▶ _TASK GOAL_: Would you please transcribe the data in full and exactly, excluding images?

▶ _Image-backed grounding data_:
◇ ◇ ◇ ◇
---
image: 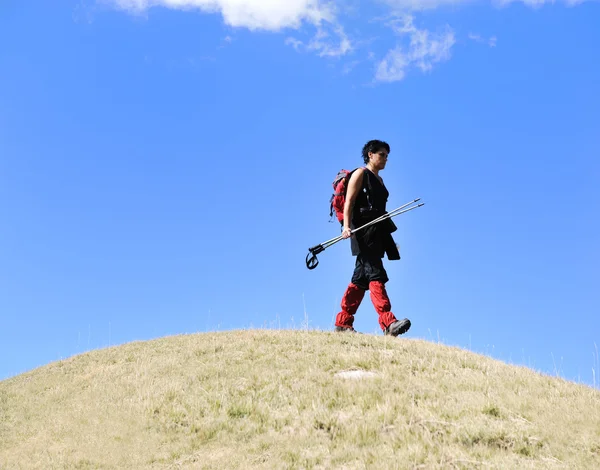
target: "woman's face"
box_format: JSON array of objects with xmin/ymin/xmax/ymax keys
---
[{"xmin": 369, "ymin": 149, "xmax": 389, "ymax": 170}]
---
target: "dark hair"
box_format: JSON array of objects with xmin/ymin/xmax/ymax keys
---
[{"xmin": 362, "ymin": 140, "xmax": 390, "ymax": 164}]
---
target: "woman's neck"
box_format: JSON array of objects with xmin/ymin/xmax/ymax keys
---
[{"xmin": 366, "ymin": 163, "xmax": 379, "ymax": 175}]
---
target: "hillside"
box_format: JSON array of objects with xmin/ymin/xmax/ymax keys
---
[{"xmin": 1, "ymin": 330, "xmax": 599, "ymax": 469}]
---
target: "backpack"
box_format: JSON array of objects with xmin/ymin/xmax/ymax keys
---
[{"xmin": 329, "ymin": 167, "xmax": 372, "ymax": 224}]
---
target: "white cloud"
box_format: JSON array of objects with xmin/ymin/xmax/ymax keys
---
[
  {"xmin": 494, "ymin": 0, "xmax": 583, "ymax": 5},
  {"xmin": 105, "ymin": 0, "xmax": 591, "ymax": 84},
  {"xmin": 376, "ymin": 15, "xmax": 455, "ymax": 82},
  {"xmin": 108, "ymin": 0, "xmax": 352, "ymax": 58},
  {"xmin": 469, "ymin": 32, "xmax": 498, "ymax": 47},
  {"xmin": 383, "ymin": 0, "xmax": 591, "ymax": 9},
  {"xmin": 106, "ymin": 0, "xmax": 335, "ymax": 31},
  {"xmin": 307, "ymin": 27, "xmax": 352, "ymax": 57},
  {"xmin": 381, "ymin": 0, "xmax": 476, "ymax": 10},
  {"xmin": 285, "ymin": 26, "xmax": 352, "ymax": 57},
  {"xmin": 285, "ymin": 37, "xmax": 304, "ymax": 52},
  {"xmin": 342, "ymin": 60, "xmax": 361, "ymax": 75}
]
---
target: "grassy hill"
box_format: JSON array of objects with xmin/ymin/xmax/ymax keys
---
[{"xmin": 1, "ymin": 329, "xmax": 599, "ymax": 469}]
◇ ◇ ◇ ◇
▶ _RESPONSE AREA_:
---
image: 
target: "woman's face"
box_format: JSON array of objects with xmin/ymin/xmax/ymax keys
---
[{"xmin": 369, "ymin": 149, "xmax": 389, "ymax": 170}]
---
target: "dark hair"
box_format: JSON array of objects with xmin/ymin/xmax/ymax keys
---
[{"xmin": 362, "ymin": 140, "xmax": 390, "ymax": 164}]
---
target: "woman's neck"
box_format: JSON array of objects with xmin/ymin/xmax/ymax keys
---
[{"xmin": 366, "ymin": 163, "xmax": 379, "ymax": 175}]
---
target: "hillside"
box_format: JSON array of objects with xmin/ymin/xmax/ymax keys
---
[{"xmin": 1, "ymin": 330, "xmax": 599, "ymax": 469}]
---
target: "backpack"
box_format: JSON array of objects with xmin/ymin/xmax/ymax keys
---
[{"xmin": 329, "ymin": 167, "xmax": 372, "ymax": 224}]
---
target: "white cloud"
box_format: JSON array of objects with xmin/ymin/xmax/ymax keys
---
[
  {"xmin": 494, "ymin": 0, "xmax": 583, "ymax": 5},
  {"xmin": 105, "ymin": 0, "xmax": 591, "ymax": 84},
  {"xmin": 376, "ymin": 15, "xmax": 455, "ymax": 82},
  {"xmin": 108, "ymin": 0, "xmax": 352, "ymax": 58},
  {"xmin": 469, "ymin": 32, "xmax": 498, "ymax": 47},
  {"xmin": 383, "ymin": 0, "xmax": 591, "ymax": 9},
  {"xmin": 106, "ymin": 0, "xmax": 335, "ymax": 31},
  {"xmin": 307, "ymin": 27, "xmax": 352, "ymax": 57},
  {"xmin": 381, "ymin": 0, "xmax": 476, "ymax": 10},
  {"xmin": 285, "ymin": 26, "xmax": 352, "ymax": 57},
  {"xmin": 285, "ymin": 37, "xmax": 304, "ymax": 52},
  {"xmin": 342, "ymin": 60, "xmax": 361, "ymax": 75}
]
---
target: "grassy hill"
box_format: JSON array of objects with xmin/ymin/xmax/ymax keys
---
[{"xmin": 1, "ymin": 329, "xmax": 599, "ymax": 469}]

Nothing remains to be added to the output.